(Collected data)
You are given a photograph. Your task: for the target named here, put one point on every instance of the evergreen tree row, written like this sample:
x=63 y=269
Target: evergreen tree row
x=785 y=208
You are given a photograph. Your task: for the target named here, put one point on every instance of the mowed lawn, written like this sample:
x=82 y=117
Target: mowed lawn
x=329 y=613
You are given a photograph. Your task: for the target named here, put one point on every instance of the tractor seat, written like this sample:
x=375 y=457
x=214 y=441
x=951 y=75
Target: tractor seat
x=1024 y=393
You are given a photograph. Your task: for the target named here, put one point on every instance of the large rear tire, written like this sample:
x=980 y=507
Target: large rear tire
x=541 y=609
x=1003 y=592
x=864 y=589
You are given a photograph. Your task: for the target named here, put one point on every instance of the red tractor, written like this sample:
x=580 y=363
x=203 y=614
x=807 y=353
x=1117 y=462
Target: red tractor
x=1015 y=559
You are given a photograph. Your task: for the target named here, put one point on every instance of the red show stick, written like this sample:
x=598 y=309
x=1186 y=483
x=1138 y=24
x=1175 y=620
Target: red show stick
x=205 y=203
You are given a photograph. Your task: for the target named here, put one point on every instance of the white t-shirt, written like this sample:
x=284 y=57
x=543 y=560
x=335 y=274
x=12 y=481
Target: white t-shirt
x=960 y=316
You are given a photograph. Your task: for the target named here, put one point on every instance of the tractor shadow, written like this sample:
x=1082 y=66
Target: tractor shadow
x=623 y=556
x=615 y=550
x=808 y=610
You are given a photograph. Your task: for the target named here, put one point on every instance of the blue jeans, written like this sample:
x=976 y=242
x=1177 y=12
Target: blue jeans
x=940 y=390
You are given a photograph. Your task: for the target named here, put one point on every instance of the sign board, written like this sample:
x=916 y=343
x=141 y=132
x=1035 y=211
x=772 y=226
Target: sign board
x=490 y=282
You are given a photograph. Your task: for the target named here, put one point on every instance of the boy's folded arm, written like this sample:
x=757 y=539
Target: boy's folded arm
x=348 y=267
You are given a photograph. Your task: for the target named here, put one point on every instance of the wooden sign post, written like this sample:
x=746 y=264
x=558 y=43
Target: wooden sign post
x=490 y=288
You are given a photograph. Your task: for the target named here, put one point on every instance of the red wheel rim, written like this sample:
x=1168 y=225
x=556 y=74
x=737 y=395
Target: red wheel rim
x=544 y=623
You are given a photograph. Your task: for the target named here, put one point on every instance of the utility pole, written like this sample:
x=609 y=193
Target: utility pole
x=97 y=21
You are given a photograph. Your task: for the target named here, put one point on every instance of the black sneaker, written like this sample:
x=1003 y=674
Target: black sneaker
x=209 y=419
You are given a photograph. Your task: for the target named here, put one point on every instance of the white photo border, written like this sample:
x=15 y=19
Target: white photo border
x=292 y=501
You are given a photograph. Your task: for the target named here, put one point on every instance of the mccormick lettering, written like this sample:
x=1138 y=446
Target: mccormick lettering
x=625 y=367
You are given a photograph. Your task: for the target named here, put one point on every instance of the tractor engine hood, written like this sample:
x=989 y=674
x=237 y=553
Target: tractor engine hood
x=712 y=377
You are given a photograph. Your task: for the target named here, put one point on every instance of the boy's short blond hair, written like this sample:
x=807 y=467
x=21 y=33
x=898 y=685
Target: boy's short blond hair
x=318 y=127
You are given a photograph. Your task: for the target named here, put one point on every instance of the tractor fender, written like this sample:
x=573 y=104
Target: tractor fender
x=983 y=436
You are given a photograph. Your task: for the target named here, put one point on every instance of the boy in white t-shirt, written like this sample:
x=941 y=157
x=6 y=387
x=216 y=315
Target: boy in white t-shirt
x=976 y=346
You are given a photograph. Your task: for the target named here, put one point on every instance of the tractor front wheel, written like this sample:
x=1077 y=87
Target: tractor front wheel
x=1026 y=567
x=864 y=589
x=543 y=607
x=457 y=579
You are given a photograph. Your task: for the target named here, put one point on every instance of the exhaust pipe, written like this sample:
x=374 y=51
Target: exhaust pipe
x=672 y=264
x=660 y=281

(Instructions to follow): Restate the data above word for word.

(Exercise response):
You are given a photograph. Your task: for the target named here, put one point on every instance of the evergreen tree row, written like this sample:
x=63 y=269
Target: evergreen tree row
x=785 y=208
You are given a photograph. Your task: for the target named here, put one point on every instance of the mowed lawn, written like this sample:
x=82 y=117
Target: mowed lawn
x=329 y=613
You are given a photograph. Your task: for the target named here, put one point on every instance of the tractor seat, written like this sample:
x=375 y=457
x=214 y=441
x=951 y=75
Target: tractor seat
x=1024 y=393
You are given a photograph. Your task: for the target named here, put one point on every instance of the large rear tire, written like this sample:
x=980 y=507
Target: large rear tire
x=541 y=609
x=1003 y=592
x=864 y=589
You are given a photograph. Your task: for the target named here, put one point on every instance of the red tractor, written like this sample:
x=580 y=363
x=203 y=614
x=807 y=353
x=1117 y=462
Target: red tractor
x=1015 y=559
You are given a photograph. Your task: for the target named here, put one point on every instance of the red show stick, written like this sample:
x=598 y=309
x=1186 y=483
x=1138 y=24
x=1175 y=620
Target: red show stick
x=205 y=203
You are given a photograph. Your task: for the target named here, put one point on every instance of the white t-shirt, written like this sample:
x=284 y=57
x=543 y=560
x=335 y=274
x=12 y=481
Target: white t-shirt
x=960 y=316
You are given a photograph. Your task: for the target named here, put one point on every instance of the tractor shadow, written like this sample:
x=1082 y=66
Target: tractor shadow
x=623 y=556
x=615 y=550
x=808 y=610
You are given a photograph. Your task: for the target named here, put one point on every instance of the blue jeans, written like this sample:
x=976 y=242
x=1177 y=12
Target: blue jeans
x=940 y=390
You are given a photograph. Your task: for the target named here, put one point on every instance of the sign board, written like this sample:
x=916 y=343
x=141 y=132
x=1035 y=211
x=772 y=226
Target: sign board
x=490 y=282
You are given a photograph. Your task: for the target named here, put one point on every instance of the boy's folded arm, written like this sample:
x=757 y=539
Target: boy's folded arm
x=348 y=267
You are given a photograph. Your task: for the target named here, put one point on every instance of the wooden sign post, written like this sample:
x=746 y=264
x=558 y=43
Target: wooden sign post
x=490 y=288
You are given a photograph. Your task: for the target named here, put one point on every instance of the red wheel rim, written like this sample:
x=1168 y=225
x=556 y=74
x=737 y=395
Target: red wheel rim
x=544 y=623
You are given a photograph. Your task: for the target named here, put one point on every instance of the utility pole, written like this sample:
x=609 y=193
Target: utility pole
x=97 y=21
You are given a photograph. Your task: for the target named here, put one point on every instance of the black sneaker, written like this sample:
x=1003 y=674
Target: black sneaker
x=209 y=419
You are given a photograph. Your task: for the target named here, put one point on every instance of the white photo border, written like this sample:
x=15 y=19
Target: white photo border
x=292 y=501
You are given a photograph. Your task: for the target named here, put one point on every instance of the mccormick lettering, written like this sample:
x=1138 y=446
Target: mccormick lettering
x=625 y=367
You are given a photograph. Your task: for the target named here, put one point on every instance of the tractor engine hood, written like this sample:
x=989 y=674
x=237 y=553
Target: tractor engine hood
x=712 y=377
You are given a photograph. Your task: for the target named here, put one point on every instance of the boy's short blond hair, written like this sample:
x=807 y=467
x=21 y=33
x=898 y=685
Target: boy's short blond hair
x=318 y=127
You are given a photograph. Your task: for the target named here, put one point on every instance of the tractor fender, written like this sample:
x=573 y=104
Target: tractor fender
x=983 y=436
You are given a photograph. Your task: for the target named here, put one point on every instance of the boy in white t-shirt, written like this sample:
x=941 y=157
x=6 y=387
x=216 y=315
Target: boy in white t-shirt
x=976 y=346
You are given a photograph. Your task: for the target named here, put one point on every instance of the tractor front wheel, written like this sample:
x=1077 y=87
Target: tractor front wheel
x=1026 y=567
x=864 y=589
x=543 y=607
x=457 y=579
You are given a photograph. Your task: for the target named here, put one point on every instance of the exhaust pipe, written like this sample:
x=374 y=51
Target: exhaust pipe
x=672 y=264
x=660 y=281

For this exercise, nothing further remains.